--- START Entries supplied ---

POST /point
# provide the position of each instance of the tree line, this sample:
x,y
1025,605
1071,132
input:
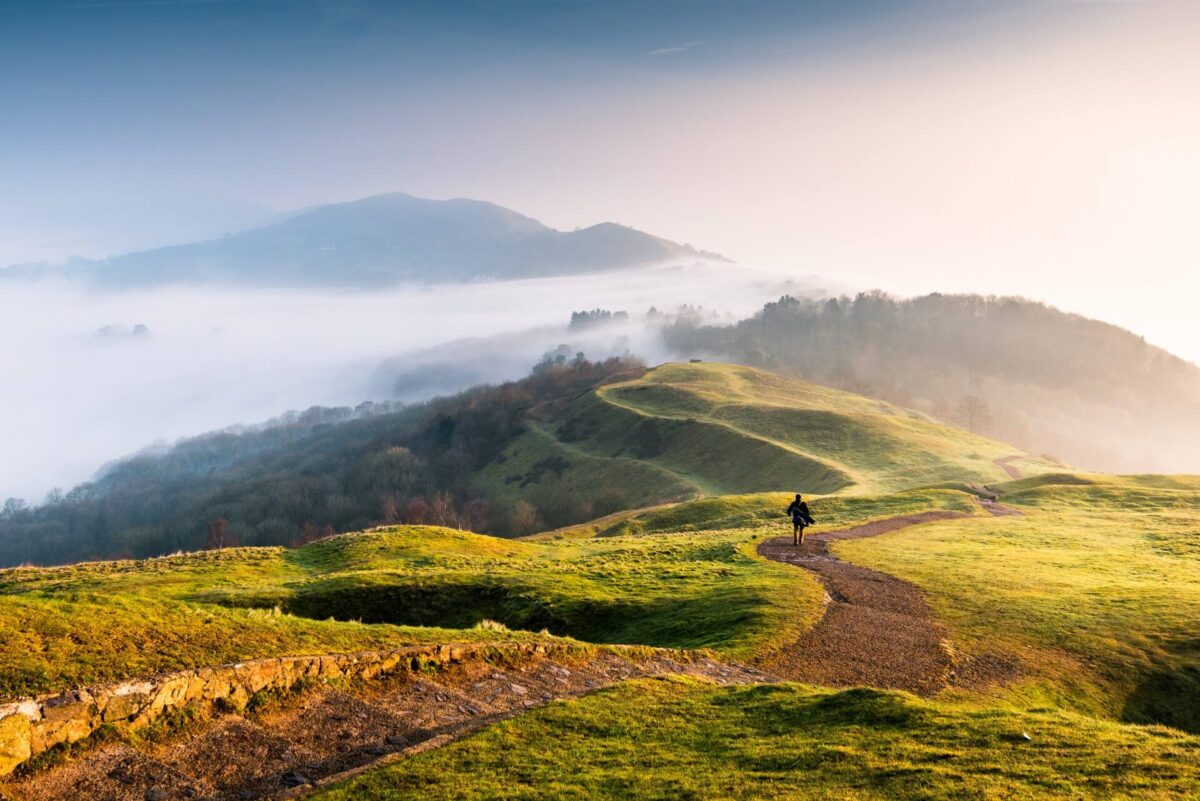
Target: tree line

--- END Entries supplied ---

### Exercise brief
Please gather each line above that contains the string "tree". Case counts.

### Expected output
# provide the position of each instance of the tree line, this sample:
Target: tree line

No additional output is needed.